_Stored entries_
══════════

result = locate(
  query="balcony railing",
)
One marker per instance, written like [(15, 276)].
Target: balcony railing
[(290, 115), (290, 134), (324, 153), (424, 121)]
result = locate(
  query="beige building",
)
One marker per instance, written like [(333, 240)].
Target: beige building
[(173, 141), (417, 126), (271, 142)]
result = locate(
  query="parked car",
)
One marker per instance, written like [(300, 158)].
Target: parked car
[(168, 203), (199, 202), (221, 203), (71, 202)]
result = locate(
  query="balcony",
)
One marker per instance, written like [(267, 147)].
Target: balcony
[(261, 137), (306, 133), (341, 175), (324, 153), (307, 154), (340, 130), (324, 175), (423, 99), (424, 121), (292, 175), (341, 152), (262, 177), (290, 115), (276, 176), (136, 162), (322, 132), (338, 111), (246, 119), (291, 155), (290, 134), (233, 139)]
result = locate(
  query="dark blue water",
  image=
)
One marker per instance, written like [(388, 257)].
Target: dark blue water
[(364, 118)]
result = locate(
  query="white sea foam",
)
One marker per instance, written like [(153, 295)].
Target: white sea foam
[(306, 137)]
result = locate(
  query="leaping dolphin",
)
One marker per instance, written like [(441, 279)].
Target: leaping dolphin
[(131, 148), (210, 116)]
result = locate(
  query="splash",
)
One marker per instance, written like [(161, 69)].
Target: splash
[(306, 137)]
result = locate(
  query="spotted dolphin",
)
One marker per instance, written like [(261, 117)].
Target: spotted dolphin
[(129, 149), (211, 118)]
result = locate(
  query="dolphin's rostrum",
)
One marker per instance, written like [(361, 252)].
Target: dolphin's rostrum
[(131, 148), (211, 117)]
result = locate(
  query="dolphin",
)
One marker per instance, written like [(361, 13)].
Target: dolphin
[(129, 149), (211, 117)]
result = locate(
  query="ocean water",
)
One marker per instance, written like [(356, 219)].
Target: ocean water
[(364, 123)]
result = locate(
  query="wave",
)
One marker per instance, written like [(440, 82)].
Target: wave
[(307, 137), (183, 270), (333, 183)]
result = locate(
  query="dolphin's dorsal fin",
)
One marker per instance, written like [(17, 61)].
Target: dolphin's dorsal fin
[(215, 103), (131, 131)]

══════════

Every record shown above should be written out again exactly.

_Complete response_
result = locate(
  query="balcony railing",
)
One marker per instance, written like [(15, 276)].
Target: balcony railing
[(290, 115), (290, 134), (324, 153), (424, 121)]
result = locate(
  query="beige building",
)
One marker per instance, written like [(333, 240)].
Target: beige building
[(173, 141), (417, 126), (271, 142)]
result = locate(
  query="parked car",
)
One marker per instance, written like [(300, 158)].
Target: parked car
[(168, 203), (199, 202), (221, 203), (71, 202)]
result = locate(
  query="balcony",
)
One marker per instance, written like [(267, 147)].
Target: balcony
[(261, 137), (306, 133), (341, 175), (324, 153), (307, 154), (340, 130), (324, 175), (423, 99), (424, 121), (292, 175), (341, 152), (262, 177), (290, 115), (276, 176), (136, 162), (322, 132), (338, 111), (246, 119), (291, 155), (290, 134), (233, 139)]
result = locate(
  query="dark blue water",
  image=
)
One marker per instance, written like [(388, 257)].
Target: dark blue water
[(364, 118)]
result = locate(
  query="white sea foam",
)
One marker per instance, written like [(153, 295)].
Target: white sea foam
[(306, 137)]
result = locate(
  query="leaping dolphin",
)
One marker per instance, written like [(441, 279)].
Target: leaping dolphin
[(131, 148), (210, 116)]
result = locate(
  query="splash",
)
One marker per instance, written like [(161, 69)].
Target: splash
[(306, 137)]
result = locate(
  query="spotted dolphin",
)
One marker per instance, written like [(261, 117)].
Target: spotted dolphin
[(129, 149), (211, 118)]
result = locate(
  query="dolphin's rostrum",
)
One marker per instance, written like [(361, 252)].
Target: dolphin's rostrum
[(131, 148), (211, 117)]
result = locate(
  query="dolphin",
)
One marker per instance, written like [(361, 13)].
Target: dolphin
[(129, 149), (211, 117)]
result = locate(
  query="ocean water",
)
One marker per instance, written like [(356, 219)].
Target: ocean water
[(364, 123)]
result = locate(
  query="wave",
)
One marker per instance, written like [(440, 82)].
Target: wave
[(307, 137), (183, 270), (333, 183)]
result = locate(
  query="dolphin's dorsal fin",
)
One marker per instance, written like [(17, 61)].
Target: dolphin's dorsal fin
[(215, 103), (131, 131)]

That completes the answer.